[Natural language region descriptions]
★ ★ ★ ★ ★
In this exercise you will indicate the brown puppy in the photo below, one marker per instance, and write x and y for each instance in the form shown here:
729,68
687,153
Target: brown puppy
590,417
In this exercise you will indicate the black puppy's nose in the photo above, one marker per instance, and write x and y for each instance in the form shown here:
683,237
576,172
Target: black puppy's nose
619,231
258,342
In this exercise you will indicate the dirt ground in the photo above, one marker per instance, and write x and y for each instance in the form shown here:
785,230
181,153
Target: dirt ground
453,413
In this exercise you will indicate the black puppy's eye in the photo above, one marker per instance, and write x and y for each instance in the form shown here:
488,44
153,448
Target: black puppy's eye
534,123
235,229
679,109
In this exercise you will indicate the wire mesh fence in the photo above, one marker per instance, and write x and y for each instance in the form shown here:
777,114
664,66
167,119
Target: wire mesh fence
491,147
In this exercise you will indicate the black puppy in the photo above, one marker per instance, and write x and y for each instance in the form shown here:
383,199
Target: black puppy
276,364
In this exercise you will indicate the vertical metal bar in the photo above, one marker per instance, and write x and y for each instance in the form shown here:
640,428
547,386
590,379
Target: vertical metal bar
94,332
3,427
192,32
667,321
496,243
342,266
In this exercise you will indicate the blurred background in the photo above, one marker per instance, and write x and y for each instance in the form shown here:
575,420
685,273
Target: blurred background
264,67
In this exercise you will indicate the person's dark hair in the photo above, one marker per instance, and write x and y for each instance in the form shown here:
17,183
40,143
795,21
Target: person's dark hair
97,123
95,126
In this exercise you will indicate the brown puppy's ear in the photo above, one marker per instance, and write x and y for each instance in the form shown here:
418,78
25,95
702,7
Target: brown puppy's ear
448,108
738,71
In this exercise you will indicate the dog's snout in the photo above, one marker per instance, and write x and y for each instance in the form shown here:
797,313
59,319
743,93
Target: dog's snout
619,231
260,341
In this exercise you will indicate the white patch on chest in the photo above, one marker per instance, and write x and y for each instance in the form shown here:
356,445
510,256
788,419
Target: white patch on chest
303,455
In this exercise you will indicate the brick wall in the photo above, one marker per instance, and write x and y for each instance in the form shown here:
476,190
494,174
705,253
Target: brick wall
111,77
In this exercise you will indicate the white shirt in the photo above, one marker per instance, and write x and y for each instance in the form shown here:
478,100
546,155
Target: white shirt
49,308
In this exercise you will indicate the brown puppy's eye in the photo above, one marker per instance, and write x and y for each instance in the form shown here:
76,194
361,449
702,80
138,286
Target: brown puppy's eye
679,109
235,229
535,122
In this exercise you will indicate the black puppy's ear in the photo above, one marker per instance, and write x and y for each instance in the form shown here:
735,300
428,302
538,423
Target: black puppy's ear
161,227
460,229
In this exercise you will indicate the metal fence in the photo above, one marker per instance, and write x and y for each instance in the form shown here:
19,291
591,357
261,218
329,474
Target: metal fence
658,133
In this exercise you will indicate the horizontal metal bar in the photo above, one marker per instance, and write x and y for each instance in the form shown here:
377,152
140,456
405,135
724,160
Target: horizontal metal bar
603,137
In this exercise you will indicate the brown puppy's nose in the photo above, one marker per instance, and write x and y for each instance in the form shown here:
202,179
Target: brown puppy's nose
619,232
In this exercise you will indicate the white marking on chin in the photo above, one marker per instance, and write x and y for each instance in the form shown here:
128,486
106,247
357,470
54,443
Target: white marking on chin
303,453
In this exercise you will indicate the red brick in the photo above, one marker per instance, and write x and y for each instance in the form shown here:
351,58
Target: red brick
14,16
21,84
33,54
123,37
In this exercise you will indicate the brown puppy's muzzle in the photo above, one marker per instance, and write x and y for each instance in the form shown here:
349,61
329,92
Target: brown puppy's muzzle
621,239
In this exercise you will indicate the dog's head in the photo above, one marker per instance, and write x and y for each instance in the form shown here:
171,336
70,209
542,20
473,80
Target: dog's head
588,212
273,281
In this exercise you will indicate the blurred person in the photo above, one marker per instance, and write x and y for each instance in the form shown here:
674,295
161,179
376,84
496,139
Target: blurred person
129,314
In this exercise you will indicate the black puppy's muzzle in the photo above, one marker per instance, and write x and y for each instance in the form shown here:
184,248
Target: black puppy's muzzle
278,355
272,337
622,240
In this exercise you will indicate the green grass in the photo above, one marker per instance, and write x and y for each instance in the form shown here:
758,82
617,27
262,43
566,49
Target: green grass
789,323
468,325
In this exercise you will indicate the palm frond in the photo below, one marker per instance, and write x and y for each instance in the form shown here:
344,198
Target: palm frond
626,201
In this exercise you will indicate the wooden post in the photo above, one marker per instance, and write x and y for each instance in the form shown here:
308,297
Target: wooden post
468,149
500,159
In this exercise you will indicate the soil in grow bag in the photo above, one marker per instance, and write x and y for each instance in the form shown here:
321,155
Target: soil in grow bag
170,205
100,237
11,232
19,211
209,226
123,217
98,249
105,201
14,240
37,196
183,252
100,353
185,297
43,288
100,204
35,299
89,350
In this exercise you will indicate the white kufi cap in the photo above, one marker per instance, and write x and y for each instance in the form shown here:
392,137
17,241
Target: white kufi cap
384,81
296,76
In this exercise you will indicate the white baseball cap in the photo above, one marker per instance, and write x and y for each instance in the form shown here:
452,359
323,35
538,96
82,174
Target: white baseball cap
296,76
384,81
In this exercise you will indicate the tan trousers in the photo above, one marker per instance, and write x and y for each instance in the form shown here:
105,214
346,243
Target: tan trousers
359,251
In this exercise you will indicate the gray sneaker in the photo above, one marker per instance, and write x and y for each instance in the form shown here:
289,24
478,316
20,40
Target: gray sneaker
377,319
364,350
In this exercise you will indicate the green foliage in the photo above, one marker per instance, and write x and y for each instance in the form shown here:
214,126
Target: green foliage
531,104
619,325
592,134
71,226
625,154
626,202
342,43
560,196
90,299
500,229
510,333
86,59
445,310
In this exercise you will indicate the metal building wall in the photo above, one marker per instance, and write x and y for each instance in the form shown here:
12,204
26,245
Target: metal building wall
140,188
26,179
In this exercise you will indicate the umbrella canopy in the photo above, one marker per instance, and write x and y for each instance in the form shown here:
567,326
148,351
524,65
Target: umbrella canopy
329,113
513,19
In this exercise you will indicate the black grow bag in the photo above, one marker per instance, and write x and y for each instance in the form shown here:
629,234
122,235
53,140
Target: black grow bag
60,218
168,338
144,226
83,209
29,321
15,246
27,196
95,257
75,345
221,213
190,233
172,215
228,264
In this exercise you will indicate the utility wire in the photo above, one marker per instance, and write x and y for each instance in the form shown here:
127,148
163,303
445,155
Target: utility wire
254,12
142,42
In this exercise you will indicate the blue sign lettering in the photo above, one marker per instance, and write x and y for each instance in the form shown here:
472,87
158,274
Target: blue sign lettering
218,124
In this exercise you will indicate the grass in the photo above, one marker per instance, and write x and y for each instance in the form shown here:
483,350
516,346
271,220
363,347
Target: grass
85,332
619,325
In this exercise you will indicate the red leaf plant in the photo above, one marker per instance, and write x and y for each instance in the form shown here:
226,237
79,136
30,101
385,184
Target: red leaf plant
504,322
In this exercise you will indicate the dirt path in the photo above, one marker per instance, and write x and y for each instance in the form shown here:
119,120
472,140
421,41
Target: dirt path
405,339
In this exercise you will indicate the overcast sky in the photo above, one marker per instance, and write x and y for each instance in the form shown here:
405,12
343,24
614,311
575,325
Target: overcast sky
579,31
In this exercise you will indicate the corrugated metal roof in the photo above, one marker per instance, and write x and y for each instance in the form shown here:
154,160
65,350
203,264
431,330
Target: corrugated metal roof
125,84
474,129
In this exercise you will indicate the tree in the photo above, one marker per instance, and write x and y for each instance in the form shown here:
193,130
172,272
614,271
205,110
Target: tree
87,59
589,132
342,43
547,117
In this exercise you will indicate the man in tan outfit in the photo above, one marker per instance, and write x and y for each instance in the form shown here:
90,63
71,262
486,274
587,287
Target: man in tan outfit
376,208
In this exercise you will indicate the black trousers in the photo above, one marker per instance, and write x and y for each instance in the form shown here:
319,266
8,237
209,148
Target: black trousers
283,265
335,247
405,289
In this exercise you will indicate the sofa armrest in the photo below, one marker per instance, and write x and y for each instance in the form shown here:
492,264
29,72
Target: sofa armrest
★ ★ ★ ★ ★
■ **PROBLEM TO SOLVE**:
Only the lines from the one that contains "Target: red leaf plant" to the end of the data should be output, exactly as they appear.

■ **TASK OUTPUT**:
Target: red leaf plant
504,322
In this exercise you will indicate the dirt path in the photo above, one marker per instance, and write x and y for each instance in the form shown here:
119,120
472,140
421,41
Target: dirt path
405,339
In this exercise you will indicate the overcast sky in the photo above, one marker per instance, and write x and y for each instance in the form shown here:
405,12
343,24
614,311
575,325
Target: overcast sky
579,31
In this exercise you will indicate the corrugated metal roof in the photo above, one marker per instance, and write x and y for each instance in the form shown here:
154,160
65,350
203,264
431,330
Target: corrugated metal roof
125,84
474,129
In this exercise you will indicate the tree in the photo above, one marker per instance, and write x and y for each instance in the form shown here:
193,130
172,272
614,271
205,110
Target: tree
87,59
589,132
342,43
547,117
In this exercise you will indicate the man in tan outfit in the photo above, one marker per instance, and write x and y for each instance in the form shown here:
90,63
71,262
486,274
587,287
Target: man in tan outfit
376,208
In this exercise you will indicate the black trousers in the photo above, one marker per instance, and write x and y for each instance in the form shown here:
319,266
8,237
209,148
Target: black trousers
283,265
335,247
405,289
In this exercise you will indicate the sofa armrest in the photo below, one marker per instance, and write x and y for each instance in the form shown here:
492,264
29,72
Target: sofa armrest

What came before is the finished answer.